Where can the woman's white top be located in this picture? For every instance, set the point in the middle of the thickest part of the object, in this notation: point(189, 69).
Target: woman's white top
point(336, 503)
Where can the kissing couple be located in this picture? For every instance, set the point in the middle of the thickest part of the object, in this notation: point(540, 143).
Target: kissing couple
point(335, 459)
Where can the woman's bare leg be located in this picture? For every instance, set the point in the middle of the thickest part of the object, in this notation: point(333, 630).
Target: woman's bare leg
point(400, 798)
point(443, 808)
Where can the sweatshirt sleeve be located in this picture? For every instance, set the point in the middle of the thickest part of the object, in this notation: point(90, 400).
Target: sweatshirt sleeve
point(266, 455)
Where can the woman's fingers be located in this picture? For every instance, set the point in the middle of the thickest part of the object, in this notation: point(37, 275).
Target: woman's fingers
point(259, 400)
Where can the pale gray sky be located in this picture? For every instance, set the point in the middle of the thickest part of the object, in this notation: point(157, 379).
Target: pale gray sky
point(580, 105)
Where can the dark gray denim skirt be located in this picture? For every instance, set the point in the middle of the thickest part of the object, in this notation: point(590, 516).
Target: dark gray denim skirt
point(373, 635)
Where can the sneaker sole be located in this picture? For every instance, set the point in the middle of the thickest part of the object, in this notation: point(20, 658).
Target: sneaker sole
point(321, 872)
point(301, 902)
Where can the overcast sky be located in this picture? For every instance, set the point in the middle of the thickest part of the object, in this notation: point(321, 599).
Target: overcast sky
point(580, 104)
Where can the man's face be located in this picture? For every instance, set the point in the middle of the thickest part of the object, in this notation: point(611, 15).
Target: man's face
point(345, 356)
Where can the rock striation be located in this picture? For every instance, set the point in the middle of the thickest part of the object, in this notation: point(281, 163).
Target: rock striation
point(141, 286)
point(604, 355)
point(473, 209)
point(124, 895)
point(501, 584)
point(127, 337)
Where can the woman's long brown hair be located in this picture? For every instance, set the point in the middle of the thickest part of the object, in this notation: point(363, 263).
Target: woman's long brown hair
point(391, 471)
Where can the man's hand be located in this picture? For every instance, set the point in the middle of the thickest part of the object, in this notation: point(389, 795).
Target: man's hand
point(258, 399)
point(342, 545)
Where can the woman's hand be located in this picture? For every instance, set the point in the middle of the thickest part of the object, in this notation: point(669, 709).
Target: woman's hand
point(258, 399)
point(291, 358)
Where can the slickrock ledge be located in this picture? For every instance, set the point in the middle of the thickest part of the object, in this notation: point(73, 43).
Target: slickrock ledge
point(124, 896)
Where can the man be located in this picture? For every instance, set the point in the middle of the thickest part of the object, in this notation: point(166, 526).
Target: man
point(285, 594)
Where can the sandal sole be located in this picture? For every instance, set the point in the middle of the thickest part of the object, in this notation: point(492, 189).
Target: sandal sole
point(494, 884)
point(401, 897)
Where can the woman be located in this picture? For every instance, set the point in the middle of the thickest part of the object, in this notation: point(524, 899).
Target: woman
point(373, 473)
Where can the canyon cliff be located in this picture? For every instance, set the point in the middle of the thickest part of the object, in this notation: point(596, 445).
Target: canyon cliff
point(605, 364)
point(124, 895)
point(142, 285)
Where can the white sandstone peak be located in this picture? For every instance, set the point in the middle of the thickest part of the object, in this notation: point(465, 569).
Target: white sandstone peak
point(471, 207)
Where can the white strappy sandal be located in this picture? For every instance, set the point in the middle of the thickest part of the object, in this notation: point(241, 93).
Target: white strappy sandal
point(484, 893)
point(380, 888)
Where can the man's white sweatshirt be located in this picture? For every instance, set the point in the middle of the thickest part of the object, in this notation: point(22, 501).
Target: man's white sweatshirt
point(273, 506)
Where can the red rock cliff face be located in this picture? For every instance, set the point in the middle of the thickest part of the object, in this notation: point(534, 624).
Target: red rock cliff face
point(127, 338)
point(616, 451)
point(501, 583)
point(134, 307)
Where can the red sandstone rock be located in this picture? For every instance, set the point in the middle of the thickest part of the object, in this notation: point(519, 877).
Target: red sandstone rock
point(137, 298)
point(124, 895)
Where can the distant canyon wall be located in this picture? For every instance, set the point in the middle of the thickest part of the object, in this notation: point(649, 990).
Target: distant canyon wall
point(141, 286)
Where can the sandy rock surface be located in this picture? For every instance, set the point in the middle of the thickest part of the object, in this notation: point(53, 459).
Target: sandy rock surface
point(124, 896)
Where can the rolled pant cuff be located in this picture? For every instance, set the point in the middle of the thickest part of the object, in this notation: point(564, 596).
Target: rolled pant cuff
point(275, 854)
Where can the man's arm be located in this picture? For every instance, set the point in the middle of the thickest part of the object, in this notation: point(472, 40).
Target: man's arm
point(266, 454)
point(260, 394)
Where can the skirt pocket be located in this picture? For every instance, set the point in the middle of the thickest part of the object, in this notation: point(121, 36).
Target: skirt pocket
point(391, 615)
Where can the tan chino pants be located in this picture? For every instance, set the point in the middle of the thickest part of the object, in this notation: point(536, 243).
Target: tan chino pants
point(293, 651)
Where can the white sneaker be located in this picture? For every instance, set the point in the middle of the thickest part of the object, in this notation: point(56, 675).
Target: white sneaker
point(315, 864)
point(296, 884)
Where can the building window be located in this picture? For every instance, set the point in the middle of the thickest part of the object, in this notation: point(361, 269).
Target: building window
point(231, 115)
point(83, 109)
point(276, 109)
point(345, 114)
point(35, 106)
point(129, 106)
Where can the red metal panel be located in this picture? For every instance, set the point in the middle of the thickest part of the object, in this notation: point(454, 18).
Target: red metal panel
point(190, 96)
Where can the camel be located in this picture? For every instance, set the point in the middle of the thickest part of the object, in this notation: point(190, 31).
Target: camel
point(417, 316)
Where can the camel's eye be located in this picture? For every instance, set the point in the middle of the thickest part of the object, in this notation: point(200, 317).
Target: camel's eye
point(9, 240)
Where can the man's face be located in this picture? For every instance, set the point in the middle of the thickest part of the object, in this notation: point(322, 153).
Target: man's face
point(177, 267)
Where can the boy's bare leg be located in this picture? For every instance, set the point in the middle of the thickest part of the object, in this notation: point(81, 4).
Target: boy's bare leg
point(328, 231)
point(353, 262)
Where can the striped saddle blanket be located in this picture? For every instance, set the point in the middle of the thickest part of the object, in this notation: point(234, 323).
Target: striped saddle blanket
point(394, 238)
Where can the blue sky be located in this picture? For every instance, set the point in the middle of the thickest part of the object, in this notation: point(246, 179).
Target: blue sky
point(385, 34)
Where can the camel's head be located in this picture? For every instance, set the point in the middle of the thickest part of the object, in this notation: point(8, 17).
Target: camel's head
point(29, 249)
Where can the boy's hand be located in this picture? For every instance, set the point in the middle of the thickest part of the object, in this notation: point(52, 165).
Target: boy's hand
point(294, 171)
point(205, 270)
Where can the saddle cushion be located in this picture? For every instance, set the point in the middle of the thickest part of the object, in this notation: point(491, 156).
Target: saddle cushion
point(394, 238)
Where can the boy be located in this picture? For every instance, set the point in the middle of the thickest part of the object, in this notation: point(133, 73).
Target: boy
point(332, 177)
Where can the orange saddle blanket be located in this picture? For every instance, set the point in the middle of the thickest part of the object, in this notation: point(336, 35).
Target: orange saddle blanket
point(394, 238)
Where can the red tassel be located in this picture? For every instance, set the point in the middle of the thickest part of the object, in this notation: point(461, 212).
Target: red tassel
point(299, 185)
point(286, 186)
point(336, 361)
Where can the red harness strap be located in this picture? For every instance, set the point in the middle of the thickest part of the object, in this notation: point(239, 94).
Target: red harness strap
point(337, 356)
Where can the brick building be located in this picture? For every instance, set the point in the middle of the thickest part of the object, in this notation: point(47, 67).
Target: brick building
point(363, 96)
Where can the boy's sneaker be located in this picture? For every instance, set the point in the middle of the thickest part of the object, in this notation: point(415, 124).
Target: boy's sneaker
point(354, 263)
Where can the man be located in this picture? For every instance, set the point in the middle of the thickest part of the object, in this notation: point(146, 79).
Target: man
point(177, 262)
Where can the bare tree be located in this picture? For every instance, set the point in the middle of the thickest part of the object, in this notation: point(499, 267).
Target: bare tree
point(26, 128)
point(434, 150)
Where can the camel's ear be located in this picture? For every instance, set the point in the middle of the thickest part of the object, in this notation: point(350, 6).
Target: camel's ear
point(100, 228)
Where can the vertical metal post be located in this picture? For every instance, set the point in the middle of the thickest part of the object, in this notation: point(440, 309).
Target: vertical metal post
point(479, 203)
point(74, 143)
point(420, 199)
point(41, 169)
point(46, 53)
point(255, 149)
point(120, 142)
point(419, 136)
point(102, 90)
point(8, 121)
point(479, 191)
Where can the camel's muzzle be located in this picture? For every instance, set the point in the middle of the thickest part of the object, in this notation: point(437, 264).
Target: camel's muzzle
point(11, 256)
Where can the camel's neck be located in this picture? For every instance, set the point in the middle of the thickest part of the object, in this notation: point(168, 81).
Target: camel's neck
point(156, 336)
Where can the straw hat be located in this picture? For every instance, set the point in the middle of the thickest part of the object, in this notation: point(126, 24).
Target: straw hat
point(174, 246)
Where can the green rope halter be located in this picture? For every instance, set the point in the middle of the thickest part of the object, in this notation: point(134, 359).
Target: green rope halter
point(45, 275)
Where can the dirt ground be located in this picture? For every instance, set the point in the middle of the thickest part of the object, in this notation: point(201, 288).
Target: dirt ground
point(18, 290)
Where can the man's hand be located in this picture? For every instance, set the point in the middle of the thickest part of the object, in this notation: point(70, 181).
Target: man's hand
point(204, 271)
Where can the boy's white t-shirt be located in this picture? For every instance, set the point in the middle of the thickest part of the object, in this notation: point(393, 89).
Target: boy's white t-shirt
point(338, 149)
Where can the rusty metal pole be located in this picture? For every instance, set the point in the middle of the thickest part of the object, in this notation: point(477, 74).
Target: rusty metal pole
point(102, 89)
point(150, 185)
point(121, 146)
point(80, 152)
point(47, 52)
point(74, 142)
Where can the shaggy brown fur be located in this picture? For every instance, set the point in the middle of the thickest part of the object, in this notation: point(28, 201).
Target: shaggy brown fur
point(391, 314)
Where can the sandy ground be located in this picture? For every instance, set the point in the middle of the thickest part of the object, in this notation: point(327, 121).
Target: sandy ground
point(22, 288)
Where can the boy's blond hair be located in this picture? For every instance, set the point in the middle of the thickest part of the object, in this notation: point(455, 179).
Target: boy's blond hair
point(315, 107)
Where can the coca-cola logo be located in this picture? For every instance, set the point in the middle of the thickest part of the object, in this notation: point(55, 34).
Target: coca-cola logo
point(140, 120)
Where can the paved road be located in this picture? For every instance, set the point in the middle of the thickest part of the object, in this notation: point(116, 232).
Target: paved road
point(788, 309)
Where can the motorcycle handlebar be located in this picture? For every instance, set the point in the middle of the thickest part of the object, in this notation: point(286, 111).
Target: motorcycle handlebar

#####

:: The exercise ::
Copy out word for word the rows beginning with the row that contains "Where can the bare" and continuing through the row that contains "point(479, 191)", including both of those rows.

:: Exercise output ::
Where can the bare tree be located in this picture? For every instance, set the point in the middle of the thickest part of the object, in this notation: point(499, 267).
Target: bare tree
point(26, 128)
point(434, 150)
Where can the camel's ear be located in this picture? For every instance, set the point in the middle of the thickest part of the object, in this notation: point(350, 6).
Target: camel's ear
point(100, 228)
Where can the vertical metal post be located in this picture? For every instance, set the point in the middle of the thickest part of the object, in this notation: point(440, 309).
Target: vertical metal post
point(479, 203)
point(74, 143)
point(420, 199)
point(41, 169)
point(46, 53)
point(255, 149)
point(120, 142)
point(419, 136)
point(102, 90)
point(8, 121)
point(479, 191)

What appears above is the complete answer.